### Text:
┄┄┄┄┄┄┄┄┄┄

1_son
π Science and technology
Science at the service of creativity

AI, a high-potential tool for music creation

with Gaël Richard, Professor at Télécom Paris (IP Paris) and Scientific Co-director of the Hi! PARIS interdisciplinary center for artificial intelligence
On September 3rd, 2024 |
5 min reading time
Gaël Richard
Gaël Richard
Professor at Télécom Paris (IP Paris) and Scientific Co-director of the Hi! PARIS interdisciplinary center for artificial intelligence
Key takeaways
  • AI applied to sound makes it possible to analyse, transform and synthesise sound signals.
  • The applications are numerous, ranging from predictive maintenance to virtual reality enhancement and personal assistance.
  • AI algorithms applied to sound require specific methods due to the temporal and voluminous nature of sound data.
  • The challenges associated with sound AI include its ecological impact, copyright issues, ethical concerns, and the need for an appropriate legal framework.
  • The HI-Audio project combines machine learning and human knowledge to create AI models that are more interpretable and controllable.

For more than 20 years, research­ers have been using arti­fi­cial intel­li­gence (AI) on sound sig­nals. These sound sig­nals can be speech, music, or envir­on­ment­al sounds. Recent advances in algorithms are open­ing the door to new fields of research and new applications.

How can artificial intelligence be used to process sound signals?

Firstly, AI can be used for sound ana­lys­is. In oth­er words, based on a record­ing, the machine can recog­nise the sounds (which instru­ment is play­ing, which machine or object is gen­er­at­ing which noise, etc.) and the record­ing con­di­tions (live, stu­dio, out­side, etc.). For example, Shazam is a fairly simple but very well-known music recog­ni­tion AI.

┄┄┄┄┄┄┄┄┄┄

### Task requirements:
**a.** Answer these from the article on AI for sound:
(i) For how long have researchers been applying artificial intelligence to sound signals?
(ii) Which project combines machine learning and human knowledge to make AI models more interpretable and controllable?
(iii) What well-known music recognition AI is given as an example of sound analysis?
**b.** Rewrite the listing from its first line through the line containing "[(116, 62), (164, 52)]", switching each "drop one point" to "put one point" and changing nothing else. Return only those lines.

┄┄┄┄┄┄┄┄┄┄

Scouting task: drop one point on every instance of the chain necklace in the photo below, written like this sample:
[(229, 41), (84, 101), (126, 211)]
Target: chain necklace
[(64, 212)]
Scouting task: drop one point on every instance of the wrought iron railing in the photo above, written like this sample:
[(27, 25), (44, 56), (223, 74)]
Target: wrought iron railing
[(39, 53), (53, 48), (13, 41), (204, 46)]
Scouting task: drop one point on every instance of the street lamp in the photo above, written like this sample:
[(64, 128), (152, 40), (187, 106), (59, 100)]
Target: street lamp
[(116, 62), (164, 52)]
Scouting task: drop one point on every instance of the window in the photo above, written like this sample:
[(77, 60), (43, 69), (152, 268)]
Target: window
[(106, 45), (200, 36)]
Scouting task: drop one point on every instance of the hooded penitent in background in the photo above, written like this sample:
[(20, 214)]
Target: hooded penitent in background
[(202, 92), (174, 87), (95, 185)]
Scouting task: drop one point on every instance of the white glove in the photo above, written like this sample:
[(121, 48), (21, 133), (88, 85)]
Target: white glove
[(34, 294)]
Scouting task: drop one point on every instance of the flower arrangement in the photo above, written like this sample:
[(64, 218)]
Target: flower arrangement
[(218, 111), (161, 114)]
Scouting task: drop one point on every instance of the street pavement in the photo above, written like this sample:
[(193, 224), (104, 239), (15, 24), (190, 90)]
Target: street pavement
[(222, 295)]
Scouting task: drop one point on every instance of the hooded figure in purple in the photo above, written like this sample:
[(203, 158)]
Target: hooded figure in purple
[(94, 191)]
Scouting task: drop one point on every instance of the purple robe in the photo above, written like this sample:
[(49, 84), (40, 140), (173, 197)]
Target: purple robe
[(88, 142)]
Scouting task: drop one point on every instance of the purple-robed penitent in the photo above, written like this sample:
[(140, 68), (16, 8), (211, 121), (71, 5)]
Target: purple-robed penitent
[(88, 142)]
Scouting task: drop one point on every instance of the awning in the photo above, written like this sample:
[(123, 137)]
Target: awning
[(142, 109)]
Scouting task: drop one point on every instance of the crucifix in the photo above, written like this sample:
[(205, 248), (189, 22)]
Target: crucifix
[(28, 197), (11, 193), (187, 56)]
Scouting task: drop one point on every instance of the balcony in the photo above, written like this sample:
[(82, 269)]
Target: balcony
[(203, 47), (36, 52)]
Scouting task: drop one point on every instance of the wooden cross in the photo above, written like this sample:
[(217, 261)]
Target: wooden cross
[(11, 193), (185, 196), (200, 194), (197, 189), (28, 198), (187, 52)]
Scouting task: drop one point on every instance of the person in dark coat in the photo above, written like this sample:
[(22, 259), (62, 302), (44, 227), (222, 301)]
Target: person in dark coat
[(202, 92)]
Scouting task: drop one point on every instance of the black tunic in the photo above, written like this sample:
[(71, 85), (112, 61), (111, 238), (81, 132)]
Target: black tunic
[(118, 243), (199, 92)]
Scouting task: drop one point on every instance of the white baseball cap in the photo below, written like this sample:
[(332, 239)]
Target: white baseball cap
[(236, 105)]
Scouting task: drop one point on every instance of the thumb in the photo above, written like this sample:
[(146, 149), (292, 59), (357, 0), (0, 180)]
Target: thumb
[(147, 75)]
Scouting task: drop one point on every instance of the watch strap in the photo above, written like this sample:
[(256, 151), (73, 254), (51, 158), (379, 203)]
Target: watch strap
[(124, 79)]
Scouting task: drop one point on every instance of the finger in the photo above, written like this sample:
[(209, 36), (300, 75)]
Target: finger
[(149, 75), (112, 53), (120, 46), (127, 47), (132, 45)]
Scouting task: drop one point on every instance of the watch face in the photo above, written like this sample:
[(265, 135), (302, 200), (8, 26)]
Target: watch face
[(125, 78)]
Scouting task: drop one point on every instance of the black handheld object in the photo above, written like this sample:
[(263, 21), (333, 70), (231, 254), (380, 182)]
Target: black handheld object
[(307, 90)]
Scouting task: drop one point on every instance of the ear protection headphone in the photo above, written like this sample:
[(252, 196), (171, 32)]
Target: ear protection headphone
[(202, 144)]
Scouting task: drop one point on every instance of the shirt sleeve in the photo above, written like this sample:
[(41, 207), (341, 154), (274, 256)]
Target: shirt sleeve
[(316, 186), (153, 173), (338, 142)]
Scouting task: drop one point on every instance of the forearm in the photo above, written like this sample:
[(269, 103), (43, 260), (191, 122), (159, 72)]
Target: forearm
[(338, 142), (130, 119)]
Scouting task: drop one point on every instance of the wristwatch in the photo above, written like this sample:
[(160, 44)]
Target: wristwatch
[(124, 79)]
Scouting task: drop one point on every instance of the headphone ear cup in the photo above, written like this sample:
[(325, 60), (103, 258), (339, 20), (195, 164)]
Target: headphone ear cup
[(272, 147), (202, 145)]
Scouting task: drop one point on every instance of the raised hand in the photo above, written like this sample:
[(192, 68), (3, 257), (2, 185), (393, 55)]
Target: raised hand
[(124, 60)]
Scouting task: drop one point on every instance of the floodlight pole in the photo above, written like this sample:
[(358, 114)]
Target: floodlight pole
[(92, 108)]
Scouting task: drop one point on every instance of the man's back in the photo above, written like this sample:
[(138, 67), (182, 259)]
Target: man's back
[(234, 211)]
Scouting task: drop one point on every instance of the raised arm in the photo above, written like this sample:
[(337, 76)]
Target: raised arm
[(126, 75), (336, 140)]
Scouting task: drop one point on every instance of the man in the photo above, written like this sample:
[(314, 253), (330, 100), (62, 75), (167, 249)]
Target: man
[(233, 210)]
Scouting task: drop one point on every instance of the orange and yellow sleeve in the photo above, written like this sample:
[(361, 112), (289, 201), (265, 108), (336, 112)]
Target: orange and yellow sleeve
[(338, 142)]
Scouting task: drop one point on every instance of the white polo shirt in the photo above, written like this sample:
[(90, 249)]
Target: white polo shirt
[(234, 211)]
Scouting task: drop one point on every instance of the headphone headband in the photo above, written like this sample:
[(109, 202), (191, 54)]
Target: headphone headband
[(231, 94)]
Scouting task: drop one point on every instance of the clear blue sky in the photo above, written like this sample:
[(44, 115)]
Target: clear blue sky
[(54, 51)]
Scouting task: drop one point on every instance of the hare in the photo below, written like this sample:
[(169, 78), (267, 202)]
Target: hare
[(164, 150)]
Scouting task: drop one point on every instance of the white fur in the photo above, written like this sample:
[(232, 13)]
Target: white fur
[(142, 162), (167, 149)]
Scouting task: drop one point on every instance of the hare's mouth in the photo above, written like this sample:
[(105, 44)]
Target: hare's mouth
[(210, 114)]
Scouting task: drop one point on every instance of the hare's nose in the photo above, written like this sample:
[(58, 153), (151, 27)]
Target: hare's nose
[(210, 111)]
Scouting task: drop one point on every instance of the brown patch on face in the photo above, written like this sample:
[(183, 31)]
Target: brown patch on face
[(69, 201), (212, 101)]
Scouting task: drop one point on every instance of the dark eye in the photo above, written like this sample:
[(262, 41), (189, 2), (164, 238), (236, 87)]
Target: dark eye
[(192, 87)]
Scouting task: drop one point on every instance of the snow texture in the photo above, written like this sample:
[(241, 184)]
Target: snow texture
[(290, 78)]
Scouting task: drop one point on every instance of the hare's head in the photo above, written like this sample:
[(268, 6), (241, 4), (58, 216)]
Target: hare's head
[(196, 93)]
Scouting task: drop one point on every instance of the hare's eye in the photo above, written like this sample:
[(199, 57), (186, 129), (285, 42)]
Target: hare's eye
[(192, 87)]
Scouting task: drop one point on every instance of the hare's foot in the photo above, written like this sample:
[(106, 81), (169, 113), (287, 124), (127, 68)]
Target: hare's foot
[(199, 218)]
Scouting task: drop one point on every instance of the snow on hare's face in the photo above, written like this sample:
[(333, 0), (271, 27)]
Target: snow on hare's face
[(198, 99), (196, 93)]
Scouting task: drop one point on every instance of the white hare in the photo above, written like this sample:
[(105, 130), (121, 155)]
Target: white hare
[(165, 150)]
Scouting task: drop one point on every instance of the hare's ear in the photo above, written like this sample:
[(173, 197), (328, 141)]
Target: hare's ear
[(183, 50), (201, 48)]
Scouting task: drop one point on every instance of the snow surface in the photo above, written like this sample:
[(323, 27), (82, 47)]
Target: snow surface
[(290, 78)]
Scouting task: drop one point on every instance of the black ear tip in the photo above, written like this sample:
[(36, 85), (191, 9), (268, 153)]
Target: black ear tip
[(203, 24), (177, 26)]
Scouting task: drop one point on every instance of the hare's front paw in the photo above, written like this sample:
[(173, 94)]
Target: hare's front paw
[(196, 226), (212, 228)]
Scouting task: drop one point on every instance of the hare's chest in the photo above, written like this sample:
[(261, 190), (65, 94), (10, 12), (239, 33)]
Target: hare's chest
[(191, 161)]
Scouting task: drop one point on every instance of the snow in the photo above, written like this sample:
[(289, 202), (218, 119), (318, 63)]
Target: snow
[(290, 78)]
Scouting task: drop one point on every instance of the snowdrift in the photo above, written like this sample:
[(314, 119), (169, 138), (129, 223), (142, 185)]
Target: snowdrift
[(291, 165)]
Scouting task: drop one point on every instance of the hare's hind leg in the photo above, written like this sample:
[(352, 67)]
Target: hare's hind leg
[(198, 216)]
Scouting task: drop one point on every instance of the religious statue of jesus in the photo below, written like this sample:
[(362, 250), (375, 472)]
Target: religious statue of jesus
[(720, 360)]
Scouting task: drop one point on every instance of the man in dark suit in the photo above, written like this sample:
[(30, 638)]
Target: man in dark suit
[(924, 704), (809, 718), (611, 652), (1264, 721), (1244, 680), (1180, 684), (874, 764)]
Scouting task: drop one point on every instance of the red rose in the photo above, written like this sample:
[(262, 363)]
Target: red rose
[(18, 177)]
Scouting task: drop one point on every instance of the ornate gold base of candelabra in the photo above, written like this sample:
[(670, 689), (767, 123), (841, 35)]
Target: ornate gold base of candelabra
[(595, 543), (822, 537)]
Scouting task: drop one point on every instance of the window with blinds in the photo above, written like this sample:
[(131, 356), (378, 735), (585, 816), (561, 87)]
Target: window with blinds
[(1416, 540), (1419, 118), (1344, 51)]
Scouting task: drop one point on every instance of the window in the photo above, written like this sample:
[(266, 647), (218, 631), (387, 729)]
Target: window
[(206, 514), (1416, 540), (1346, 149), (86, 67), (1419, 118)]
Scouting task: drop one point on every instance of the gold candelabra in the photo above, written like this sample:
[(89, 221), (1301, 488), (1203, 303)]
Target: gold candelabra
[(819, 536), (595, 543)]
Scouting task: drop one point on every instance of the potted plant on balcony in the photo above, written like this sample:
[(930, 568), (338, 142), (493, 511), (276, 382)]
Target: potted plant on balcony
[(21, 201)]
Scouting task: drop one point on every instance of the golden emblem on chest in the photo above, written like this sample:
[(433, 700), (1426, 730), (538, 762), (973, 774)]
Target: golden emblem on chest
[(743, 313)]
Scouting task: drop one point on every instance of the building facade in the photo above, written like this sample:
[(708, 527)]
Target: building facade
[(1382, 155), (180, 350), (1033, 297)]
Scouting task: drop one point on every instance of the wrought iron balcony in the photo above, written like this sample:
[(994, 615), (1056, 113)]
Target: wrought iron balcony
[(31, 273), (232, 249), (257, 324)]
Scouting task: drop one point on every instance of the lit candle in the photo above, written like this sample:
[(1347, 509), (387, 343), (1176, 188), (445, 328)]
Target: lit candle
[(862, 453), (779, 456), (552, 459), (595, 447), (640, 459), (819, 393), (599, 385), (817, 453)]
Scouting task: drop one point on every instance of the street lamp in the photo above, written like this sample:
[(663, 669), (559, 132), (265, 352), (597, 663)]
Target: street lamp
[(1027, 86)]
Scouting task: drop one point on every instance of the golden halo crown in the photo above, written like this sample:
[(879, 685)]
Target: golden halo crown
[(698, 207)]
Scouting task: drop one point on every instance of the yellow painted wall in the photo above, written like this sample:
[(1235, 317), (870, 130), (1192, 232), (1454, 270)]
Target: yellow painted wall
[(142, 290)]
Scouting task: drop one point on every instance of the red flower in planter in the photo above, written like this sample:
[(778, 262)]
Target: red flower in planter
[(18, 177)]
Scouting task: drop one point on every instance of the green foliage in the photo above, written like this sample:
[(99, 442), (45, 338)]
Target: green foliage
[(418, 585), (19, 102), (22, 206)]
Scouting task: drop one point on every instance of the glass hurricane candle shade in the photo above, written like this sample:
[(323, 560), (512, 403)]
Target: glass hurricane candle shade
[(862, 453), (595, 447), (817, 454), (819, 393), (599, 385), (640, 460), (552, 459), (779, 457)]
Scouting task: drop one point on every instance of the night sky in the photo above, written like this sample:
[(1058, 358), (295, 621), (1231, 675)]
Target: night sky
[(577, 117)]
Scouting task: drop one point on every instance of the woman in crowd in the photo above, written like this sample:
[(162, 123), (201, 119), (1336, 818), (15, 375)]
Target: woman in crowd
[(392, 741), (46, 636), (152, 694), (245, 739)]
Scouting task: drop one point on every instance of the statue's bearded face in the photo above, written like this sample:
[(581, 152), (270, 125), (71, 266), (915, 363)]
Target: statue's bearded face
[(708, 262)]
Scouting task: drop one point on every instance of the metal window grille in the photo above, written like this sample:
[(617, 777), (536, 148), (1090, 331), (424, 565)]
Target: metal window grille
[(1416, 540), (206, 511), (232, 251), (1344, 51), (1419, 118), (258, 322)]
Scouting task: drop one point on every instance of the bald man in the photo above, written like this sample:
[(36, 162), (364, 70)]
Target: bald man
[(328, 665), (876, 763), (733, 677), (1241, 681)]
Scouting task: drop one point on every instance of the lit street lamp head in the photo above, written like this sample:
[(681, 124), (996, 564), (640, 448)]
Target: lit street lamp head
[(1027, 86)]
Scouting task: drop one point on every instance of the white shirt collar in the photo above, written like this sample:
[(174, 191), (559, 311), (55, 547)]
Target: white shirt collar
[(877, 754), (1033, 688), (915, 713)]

┄┄┄┄┄┄┄┄┄┄

### List of solutions:
**a.**
(i) More than 20 years.
(ii) The HI-Audio project.
(iii) Shazam.

**b.**
Scouting task: put one point on every instance of the chain necklace in the photo below, written like this sample:
[(229, 41), (84, 101), (126, 211)]
Target: chain necklace
[(64, 212)]
Scouting task: put one point on every instance of the wrought iron railing in the photo above, written like this sample:
[(27, 25), (44, 56), (223, 74)]
Target: wrought iron railing
[(39, 53), (53, 48), (13, 41), (204, 46)]
Scouting task: put one point on every instance of the street lamp in the photo above, written like this sample:
[(64, 128), (152, 40), (187, 106), (59, 100)]
Target: street lamp
[(116, 62), (164, 52)]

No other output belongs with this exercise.